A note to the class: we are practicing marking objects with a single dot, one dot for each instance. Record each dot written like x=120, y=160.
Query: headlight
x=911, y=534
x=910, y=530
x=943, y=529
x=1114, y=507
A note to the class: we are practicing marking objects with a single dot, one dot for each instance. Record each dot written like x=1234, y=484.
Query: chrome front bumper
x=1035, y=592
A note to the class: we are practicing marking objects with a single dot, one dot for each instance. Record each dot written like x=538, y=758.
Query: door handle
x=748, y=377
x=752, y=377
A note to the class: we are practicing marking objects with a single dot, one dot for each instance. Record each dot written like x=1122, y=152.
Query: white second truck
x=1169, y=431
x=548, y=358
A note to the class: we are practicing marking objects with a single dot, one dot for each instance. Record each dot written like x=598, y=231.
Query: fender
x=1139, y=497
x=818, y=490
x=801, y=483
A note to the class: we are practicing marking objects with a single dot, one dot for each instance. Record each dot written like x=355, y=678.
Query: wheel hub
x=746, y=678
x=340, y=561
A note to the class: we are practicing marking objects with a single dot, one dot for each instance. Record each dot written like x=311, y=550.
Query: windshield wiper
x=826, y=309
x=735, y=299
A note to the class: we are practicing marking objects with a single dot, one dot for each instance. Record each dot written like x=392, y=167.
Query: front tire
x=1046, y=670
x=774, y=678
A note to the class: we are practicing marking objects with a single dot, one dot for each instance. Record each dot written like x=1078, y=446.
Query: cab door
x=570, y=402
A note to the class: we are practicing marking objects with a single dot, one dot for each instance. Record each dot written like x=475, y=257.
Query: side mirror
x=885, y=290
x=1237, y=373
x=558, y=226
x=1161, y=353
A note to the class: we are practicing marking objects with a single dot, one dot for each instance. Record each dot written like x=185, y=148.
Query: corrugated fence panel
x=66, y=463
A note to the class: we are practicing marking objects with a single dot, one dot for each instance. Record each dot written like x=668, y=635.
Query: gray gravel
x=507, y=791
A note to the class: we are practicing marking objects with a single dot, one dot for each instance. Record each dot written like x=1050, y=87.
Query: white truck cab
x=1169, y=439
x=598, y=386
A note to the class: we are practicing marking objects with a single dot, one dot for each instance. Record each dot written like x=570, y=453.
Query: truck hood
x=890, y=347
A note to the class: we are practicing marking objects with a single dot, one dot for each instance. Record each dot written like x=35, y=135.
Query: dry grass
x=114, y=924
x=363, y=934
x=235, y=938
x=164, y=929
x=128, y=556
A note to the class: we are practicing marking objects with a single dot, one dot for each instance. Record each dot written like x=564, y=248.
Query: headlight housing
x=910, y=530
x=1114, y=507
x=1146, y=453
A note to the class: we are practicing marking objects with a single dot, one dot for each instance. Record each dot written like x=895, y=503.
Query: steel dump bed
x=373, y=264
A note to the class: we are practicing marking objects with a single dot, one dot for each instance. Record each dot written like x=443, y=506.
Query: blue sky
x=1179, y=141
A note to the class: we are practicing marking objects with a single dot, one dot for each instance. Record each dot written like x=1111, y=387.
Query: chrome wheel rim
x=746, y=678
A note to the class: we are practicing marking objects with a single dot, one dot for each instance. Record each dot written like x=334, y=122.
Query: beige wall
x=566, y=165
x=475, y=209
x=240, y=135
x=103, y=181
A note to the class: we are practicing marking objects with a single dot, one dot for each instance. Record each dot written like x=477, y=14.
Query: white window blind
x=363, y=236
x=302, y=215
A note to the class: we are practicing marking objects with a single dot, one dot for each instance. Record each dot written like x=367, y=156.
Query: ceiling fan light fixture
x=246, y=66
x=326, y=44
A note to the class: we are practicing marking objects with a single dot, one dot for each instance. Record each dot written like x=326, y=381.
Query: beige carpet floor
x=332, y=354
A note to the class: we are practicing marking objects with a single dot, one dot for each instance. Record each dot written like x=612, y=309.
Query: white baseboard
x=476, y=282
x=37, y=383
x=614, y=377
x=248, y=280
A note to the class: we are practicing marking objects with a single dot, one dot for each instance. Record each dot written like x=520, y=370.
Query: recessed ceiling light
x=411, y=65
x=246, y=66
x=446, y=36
==============================
EXERCISE BRIEF: Every one of the records is to be copied word for word.

RESULT FOR THIS TASK:
A note to the class: we are practicing marking objects with a single dot, one dot for each instance. Record each dot written like x=120, y=160.
Query: headlight
x=911, y=534
x=910, y=530
x=943, y=529
x=1114, y=507
A note to the class: we are practicing marking objects with a single dot, one dot for each instance. Record each dot written like x=1234, y=484.
Query: chrome front bumper
x=1035, y=592
A note to the class: we are practicing marking objects with a single dot, one dot for each instance. Record each dot written like x=538, y=758.
Query: door handle
x=748, y=377
x=752, y=377
A note to the class: we are practicing marking objects with a single dot, one dot for each instance. Record each dot written like x=1122, y=152.
Query: white second truck
x=1169, y=431
x=548, y=358
A note to the class: we are practicing marking objects with a single dot, one dot for each instance. Record each dot written like x=598, y=231.
Query: fender
x=1139, y=497
x=818, y=490
x=801, y=483
A note to the class: we are practicing marking objects with a single dot, one dot for each instance. Record each dot written like x=355, y=678.
Query: wheel hub
x=746, y=678
x=340, y=561
A note to the class: we are practicing marking objects with a single dot, one dot for each instance. Record each dot written like x=311, y=550.
Query: windshield wiper
x=826, y=309
x=735, y=299
A note to the class: we are practicing marking objects with a single dot, one dot for each instance. Record each dot written like x=392, y=167.
Query: front tire
x=1046, y=670
x=774, y=678
A note to the class: we are practicing marking objects with a single dot, one dot for each instance. Record each dot written like x=1078, y=446.
Query: cab door
x=570, y=402
A note to the class: we are practicing marking objects with a single dot, one dot for each instance. Record each dot written like x=475, y=257.
Query: side mirror
x=885, y=290
x=1237, y=373
x=558, y=226
x=1161, y=353
A note to the class: we are practicing marking objects with a single dot, one dot for each instance. Record each dot written like x=185, y=148.
Query: corrugated fence panel
x=66, y=463
A note to the class: we are practicing marking objects with a single dot, one dot for each instance. Record each dot written like x=668, y=635.
Query: gray gravel
x=507, y=791
A note to the class: we are practicing marking objects with a single dot, one dot for each instance. Record each dot written like x=1050, y=87.
Query: white truck cab
x=1169, y=439
x=598, y=386
A note to the class: we are practicing marking objects with a single dot, one dot for each instance. Record each dot written like x=570, y=453.
Query: truck hood
x=890, y=347
A note to the class: we are practicing marking objects with a single dot, one dot for each instance. Record each dot written like x=35, y=135.
Query: dry grass
x=114, y=924
x=363, y=934
x=235, y=938
x=164, y=929
x=128, y=556
A note to the class: we are practicing marking objects with a single dot, one dot for each instance. Record each dot written like x=564, y=248.
Query: headlight housing
x=910, y=530
x=1114, y=507
x=1146, y=453
A note to the class: we are practicing marking objects with a single dot, one dot for each instance. Record each dot written like x=895, y=503.
Query: steel dump bed
x=373, y=264
A note to the class: we are practicing marking objects with a single dot, one dot for each instance. Record each dot written like x=443, y=506.
Query: blue sky
x=1179, y=141
A note to the class: we are practicing marking objects with a single dot, one dot for each instance. Record each dot written like x=1111, y=387.
Query: chrome wheel rim
x=746, y=678
A note to the class: we are practicing marking objects with a single dot, one dot for each instance. Record each dot written like x=334, y=122.
Query: beige wall
x=566, y=165
x=475, y=209
x=240, y=135
x=103, y=181
A note to the class: we are practicing marking objects with a single dot, one dot for each instance. Record each dot written like x=477, y=14.
Query: white window blind
x=363, y=236
x=302, y=215
A note to the class: we are practicing marking objects with a single dot, one dot for each instance. Record each dot written like x=367, y=156.
Query: ceiling fan light fixture
x=246, y=66
x=326, y=44
A note to the class: we are practicing marking objects with a single dot, one dot for each instance. Record each dot written like x=326, y=381.
Query: beige carpet floor
x=332, y=354
A note to the class: we are practicing marking objects with a single dot, one dot for each instance. Record each dot written like x=612, y=309.
Query: white baseboard
x=476, y=282
x=37, y=383
x=614, y=377
x=248, y=280
A note to the class: we are practicing marking objects with a single dot, one dot for each instance. Record each dot written like x=520, y=370.
Query: recessed ceiling light
x=411, y=65
x=246, y=66
x=446, y=36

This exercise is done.